▶ **What to do**:
• 1. Translate into Spanish this sentence from the Pegasus release notes: "We are happy to announce the release of Pegasus 4.6.1."
• 2. Tally the lines of the records that contain the word "bracelet". Reply with the number alone.

▶ **Passage provided**:
○ ○ ○ ○ ○ ○ ○
Release Date: April 21, 2016

We are happy to announce the release of Pegasus 4.6.1. Pegasus 4.6.1 is a minor release of Pegasus and includes improvements and bug fixes to the 4.6.0 release

New features and Improvements in 4.6.1 are

  • support for MOAB submissions via glite. A new tool called pegasus-configure-glite helps users setup their HTCondor GLite directory for use with Pegasus

  • pegasus-s3 now allows for downloading and uploading folders to and from S3

  • initial support for globus online in pegasus-transfer planner automatically copies the user catalog files into a directory called catalogs in the submit directory.

  • changes to how worker package staging occurs for compute jobs.
○ ○ ○ ○ ○ ○ ○
▶ **Data supplied**:
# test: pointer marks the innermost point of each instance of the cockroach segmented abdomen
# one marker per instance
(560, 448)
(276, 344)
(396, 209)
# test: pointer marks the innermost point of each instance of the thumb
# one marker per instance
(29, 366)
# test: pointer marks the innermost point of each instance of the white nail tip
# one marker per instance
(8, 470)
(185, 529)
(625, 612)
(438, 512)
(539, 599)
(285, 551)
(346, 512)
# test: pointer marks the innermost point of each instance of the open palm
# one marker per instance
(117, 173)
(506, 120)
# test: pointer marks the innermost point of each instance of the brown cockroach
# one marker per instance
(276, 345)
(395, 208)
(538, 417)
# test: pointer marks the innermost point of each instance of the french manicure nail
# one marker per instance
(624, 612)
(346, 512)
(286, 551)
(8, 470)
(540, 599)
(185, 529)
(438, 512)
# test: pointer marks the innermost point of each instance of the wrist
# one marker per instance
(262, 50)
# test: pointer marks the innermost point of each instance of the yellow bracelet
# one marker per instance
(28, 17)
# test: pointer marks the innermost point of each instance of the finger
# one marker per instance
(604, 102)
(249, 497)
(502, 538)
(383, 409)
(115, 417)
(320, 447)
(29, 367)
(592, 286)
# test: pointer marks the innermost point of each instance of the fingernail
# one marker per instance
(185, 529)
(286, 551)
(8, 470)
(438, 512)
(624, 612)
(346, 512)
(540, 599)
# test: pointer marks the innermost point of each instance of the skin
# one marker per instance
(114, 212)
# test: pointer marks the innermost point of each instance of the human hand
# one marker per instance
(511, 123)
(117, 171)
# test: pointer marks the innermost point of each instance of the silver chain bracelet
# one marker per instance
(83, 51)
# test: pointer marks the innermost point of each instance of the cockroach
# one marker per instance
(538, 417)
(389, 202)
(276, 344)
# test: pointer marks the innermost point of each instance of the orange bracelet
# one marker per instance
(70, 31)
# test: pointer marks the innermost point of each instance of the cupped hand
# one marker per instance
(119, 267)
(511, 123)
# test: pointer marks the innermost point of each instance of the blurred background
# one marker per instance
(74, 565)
○ ○ ○ ○ ○ ○ ○
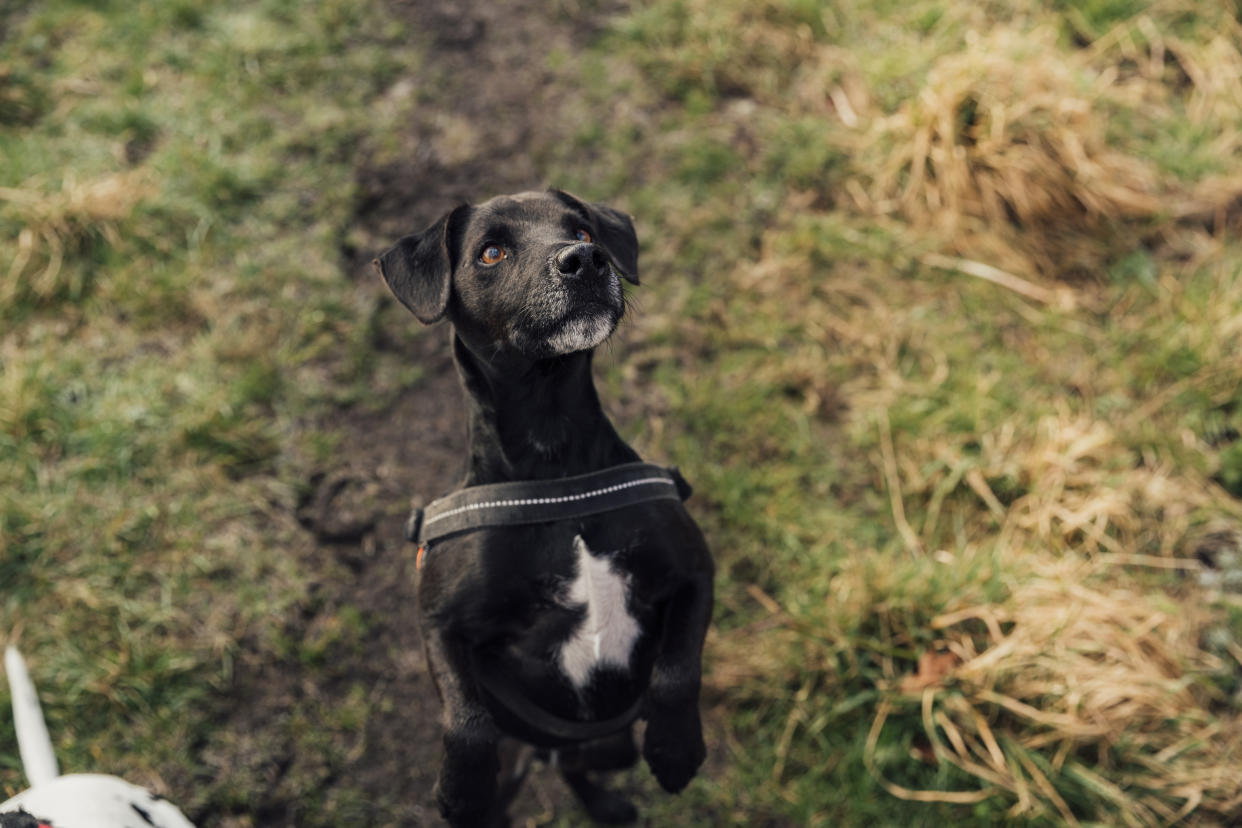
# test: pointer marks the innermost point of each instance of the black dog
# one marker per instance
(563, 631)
○ ○ ○ ○ ○ ○ ○
▶ **Answer set**:
• 1. Nos complace anunciar el lanzamiento de Pegasus 4.6.1.

• 2. 3